━━━━━ Extract ━━━━━

UAAMGPCG — 2D Matrix-Free Fluid Simulation with AMG-Preconditioned CG

Reference implementation from Chapter 5 of the Leapfrog Flow Maps paper. Includes standalone Ax=b solvers and a full 2D LFM fluid simulator with four pluggable pressure solvers.

Paper Reference

Leapfrog Flow Maps — SIGGRAPH 2025
Matrix-Free AMGPCG Solver on GPU for Real-Time Fluid Simulation

Key citations:

Deng et al. 2023 — Neural Flow Maps (LFM's direct predecessor)
Nabizadeh et al. 2022 — Covector Fluids (impulse-based fluid simulation)
Shao et al. 2022 — Matrix-free UAAMG CPU SIMD implementation
Stuben 2001 — A Review of Algebraic Multigrid
Shewchuk 1994 — An Introduction to the Conjugate Gradient Method Without the Agonizing Pain

Project Structure

UAAMGPCG/
├── include/                         # Headers (mirrors src/ layout)

━━━━━ Given information ━━━━━

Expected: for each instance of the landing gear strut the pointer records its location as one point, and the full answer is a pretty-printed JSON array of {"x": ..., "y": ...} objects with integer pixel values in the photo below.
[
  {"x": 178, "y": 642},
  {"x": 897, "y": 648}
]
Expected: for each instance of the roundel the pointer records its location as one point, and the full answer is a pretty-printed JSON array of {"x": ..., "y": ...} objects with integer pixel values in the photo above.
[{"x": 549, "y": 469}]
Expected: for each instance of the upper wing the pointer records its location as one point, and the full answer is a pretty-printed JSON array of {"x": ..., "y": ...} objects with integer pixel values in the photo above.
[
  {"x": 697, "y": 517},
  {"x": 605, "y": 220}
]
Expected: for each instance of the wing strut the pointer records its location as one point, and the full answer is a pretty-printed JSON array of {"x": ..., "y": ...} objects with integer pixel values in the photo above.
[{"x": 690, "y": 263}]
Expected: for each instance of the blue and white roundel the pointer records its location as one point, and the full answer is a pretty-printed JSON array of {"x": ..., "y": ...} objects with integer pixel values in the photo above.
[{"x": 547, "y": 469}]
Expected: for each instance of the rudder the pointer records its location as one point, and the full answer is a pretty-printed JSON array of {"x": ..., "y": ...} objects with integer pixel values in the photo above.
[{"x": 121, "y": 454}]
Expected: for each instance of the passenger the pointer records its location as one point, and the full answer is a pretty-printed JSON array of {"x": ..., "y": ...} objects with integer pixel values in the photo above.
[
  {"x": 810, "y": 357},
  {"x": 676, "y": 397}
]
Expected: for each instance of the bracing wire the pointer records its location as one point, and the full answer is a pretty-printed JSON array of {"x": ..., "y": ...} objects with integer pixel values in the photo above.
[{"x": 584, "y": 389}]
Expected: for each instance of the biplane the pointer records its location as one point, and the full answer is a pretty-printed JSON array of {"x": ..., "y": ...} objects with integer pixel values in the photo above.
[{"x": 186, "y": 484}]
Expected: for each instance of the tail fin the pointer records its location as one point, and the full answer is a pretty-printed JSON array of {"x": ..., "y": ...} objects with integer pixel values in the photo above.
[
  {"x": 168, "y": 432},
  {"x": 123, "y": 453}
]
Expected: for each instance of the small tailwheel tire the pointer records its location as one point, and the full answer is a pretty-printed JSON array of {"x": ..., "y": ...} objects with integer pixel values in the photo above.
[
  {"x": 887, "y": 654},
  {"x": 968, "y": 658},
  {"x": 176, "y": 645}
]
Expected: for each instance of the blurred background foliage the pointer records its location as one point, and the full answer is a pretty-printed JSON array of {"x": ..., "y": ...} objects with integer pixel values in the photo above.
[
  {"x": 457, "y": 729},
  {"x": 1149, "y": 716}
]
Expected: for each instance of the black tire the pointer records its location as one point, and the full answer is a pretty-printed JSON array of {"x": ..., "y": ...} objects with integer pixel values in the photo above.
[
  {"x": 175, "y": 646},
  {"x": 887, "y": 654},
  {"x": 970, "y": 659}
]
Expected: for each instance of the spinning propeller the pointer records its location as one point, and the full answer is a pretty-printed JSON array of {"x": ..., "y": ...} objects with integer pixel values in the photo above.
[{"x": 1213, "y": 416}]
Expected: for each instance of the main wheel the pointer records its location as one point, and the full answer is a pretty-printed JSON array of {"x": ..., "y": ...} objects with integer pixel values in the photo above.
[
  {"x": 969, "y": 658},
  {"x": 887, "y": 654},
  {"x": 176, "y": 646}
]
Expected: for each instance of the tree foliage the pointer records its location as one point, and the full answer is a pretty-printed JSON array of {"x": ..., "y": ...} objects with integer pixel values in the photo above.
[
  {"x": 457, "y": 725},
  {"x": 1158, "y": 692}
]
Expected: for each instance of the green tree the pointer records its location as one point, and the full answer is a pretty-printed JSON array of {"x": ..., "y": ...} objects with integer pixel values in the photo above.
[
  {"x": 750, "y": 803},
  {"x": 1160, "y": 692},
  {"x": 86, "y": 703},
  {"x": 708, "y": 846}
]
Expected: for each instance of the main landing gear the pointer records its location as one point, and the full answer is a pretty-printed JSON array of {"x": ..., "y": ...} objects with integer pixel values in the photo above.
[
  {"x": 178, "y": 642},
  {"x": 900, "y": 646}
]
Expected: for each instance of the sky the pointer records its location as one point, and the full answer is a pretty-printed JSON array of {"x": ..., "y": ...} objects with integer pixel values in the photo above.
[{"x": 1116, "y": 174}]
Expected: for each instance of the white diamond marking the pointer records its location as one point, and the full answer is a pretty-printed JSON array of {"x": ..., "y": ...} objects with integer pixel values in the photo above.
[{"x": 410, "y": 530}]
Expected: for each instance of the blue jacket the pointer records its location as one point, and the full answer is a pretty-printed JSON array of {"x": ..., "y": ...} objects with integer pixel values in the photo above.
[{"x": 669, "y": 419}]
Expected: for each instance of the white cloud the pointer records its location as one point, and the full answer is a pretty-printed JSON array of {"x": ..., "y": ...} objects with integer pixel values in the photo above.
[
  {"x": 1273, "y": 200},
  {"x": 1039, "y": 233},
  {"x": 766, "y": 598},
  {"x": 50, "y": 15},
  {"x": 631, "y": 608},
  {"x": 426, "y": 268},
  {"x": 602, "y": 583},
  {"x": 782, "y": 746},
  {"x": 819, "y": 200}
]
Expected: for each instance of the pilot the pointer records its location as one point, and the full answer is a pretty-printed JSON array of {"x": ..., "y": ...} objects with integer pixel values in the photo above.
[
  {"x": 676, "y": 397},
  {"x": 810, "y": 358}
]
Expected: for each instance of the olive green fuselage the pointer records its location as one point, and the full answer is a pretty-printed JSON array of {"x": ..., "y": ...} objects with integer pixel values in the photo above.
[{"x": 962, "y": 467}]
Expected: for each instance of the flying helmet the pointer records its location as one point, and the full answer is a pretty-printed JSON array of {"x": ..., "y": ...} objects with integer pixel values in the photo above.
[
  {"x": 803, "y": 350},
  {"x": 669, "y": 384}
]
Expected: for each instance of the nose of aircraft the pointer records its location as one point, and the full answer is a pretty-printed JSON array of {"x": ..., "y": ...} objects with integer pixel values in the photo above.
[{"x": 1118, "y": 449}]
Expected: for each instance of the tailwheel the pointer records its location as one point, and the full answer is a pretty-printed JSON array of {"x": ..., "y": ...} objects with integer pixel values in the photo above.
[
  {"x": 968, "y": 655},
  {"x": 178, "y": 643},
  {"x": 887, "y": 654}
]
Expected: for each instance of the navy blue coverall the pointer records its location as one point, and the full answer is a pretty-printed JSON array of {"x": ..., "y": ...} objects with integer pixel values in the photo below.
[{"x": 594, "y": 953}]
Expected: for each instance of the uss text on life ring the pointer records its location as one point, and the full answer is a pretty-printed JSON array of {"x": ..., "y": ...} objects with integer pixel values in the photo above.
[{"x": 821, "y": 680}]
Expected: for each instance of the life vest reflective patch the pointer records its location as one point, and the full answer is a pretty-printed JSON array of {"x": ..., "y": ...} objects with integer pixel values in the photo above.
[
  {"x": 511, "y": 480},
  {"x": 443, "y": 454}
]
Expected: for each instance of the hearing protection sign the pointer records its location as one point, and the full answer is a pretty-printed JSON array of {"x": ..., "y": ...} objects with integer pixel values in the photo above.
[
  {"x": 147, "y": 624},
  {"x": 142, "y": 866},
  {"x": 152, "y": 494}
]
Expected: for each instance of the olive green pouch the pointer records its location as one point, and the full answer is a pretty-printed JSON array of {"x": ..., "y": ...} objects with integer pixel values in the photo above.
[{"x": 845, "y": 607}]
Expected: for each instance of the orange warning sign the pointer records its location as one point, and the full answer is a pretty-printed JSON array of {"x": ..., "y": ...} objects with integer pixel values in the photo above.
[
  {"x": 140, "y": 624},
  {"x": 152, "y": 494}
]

━━━━━

Challenge 1
Can you write out, word for word, the stretch of the UAAMGPCG project page from "Reference implementation from" through "(LFM's direct predecessor)"?
Challenge 2
Could you continue the UAAMGPCG project page from the point where it stops?
The records have no connection to the UAAMGPCG project page.

Written response 1
Reference implementation from Chapter 5 of the Leapfrog Flow Maps paper. Includes standalone Ax=b solvers and a full 2D LFM fluid simulator with four pluggable pressure solvers.

Paper Reference

Leapfrog Flow Maps — SIGGRAPH 2025
Matrix-Free AMGPCG Solver on GPU for Real-Time Fluid Simulation

Key citations:

Deng et al. 2023 — Neural Flow Maps (LFM's direct predecessor)

Written response 2
│   ├── lfm/                         # LFM simulation headers
│   │   ├── config.h                 #   Config + Solver enum
│   │   ├── grid.h                   #   MAC staggered grid
│   │   ├── advection.h              #   Interpolation + RK2 advection
│   │   ├── poisson_jacobi.h         #   Jacobi solver (MAC grid)
│   │   ├── poisson_rbgs.h           #   RBGS solver (MAC grid)
│   │   ├── poisson_cg.h             #   CG solver (MAC grid)
│   │   ├── poisson_pcg.h            #   PCG solver (MAC grid, V-Cycle preconditioned)
│   │   ├── pressure.h               #   Pressure projection
│   │   ├── boundary.h               #   Boundary conditions
│   │   └── vtk_io.h                 #   VTK output
│   └── solver/
│       └── jacobi.h                 #   Generic Jacobi iteration template
├── src/
│   ├── main.cpp                     # Entry point + LFM time step
│   ├── lfm/                         # LFM implementations (mirrors include/lfm/)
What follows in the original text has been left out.